Excerpt to read:
────────

We have each line that is separated by `\n` and the name of the photo and its description are separated with `\t`.

In [90]:
doc = corpus.split('\n')
photo_to_desc = dict()

# We need to use doc[:-1] because the last line is an empty line
for i in doc[:-1]:
    photo_id, desc = i.split('\t')
    photo_id = photo_id[:-2]
    if photo_id in photo_to_desc.keys():
        photo_to_desc[photo_id].append(desc)
    else:
        photo_to_desc[photo_id] = [desc]

## 3. Clean Descriptions

In [91]:
for key, desc_lst in photo_to_desc.items():
    for idx, desc in enumerate(desc_lst):
        # Lower case
        desc = desc.lower()
        # Punctuation
        for p in string.punctuation:
            desc = desc.replace(p, '')
        # Remove words that contain numbers
        for word in desc:
            if not word.isalpha() and word != ' ':
                desc = desc.replace(word, '')
        # Remove whitespaces at the end and at the beginning
        desc = desc.strip()

        photo_to_desc[key][idx] = desc

In [92]:
print(photo_to_desc['1000268201_693b08cb0e.jpg'])

────────

Information shown:
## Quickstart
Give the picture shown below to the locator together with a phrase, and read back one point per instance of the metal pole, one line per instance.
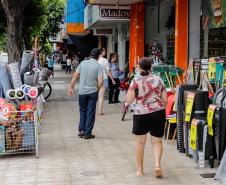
(206, 38)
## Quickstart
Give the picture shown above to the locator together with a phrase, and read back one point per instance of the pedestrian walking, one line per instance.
(149, 114)
(114, 88)
(107, 74)
(90, 74)
(68, 67)
(50, 63)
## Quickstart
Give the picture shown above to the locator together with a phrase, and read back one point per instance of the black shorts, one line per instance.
(154, 123)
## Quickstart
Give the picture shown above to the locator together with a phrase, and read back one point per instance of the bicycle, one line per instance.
(46, 90)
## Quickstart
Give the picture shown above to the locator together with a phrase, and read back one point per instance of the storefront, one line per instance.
(111, 25)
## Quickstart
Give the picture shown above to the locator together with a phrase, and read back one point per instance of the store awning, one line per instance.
(114, 2)
(67, 39)
(105, 16)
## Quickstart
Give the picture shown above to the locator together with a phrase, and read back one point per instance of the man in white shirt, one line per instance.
(106, 69)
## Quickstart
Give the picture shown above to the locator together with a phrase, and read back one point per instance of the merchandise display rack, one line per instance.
(20, 135)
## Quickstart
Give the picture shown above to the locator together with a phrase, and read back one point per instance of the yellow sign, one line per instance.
(210, 115)
(212, 68)
(189, 106)
(193, 134)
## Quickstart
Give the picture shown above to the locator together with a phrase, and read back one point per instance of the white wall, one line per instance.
(151, 23)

────────

Short task:
How does the notebook excerpt on parsing and cleaning photo descriptions go on after its last cell? Extend it from that point.

Exercise result:
['a child in a pink dress is climbing up a set of stairs in an entry way', 'a girl going into a wooden building', 'a little girl climbing into a wooden playhouse', 'a little girl climbing the stairs to her playhouse', 'a little girl in a pink dress going into a wooden cabin']


## 4. Create Vocabolary

In [93]:
vocab = set()

for key in photo_to_desc.keys():
    [vocab.update(d.split()) for d in photo_to_desc[key]]

## 5. Save The Cleaned Data

In [95]:
lines = list()

for key, desc_lst in photo_to_desc.items():
    for desc in desc_lst:
        lines.append(f"{key} {desc}")

data = '\n'.join(lines)

with open('descriptions.txt', 'w') as f:
    f.write(data)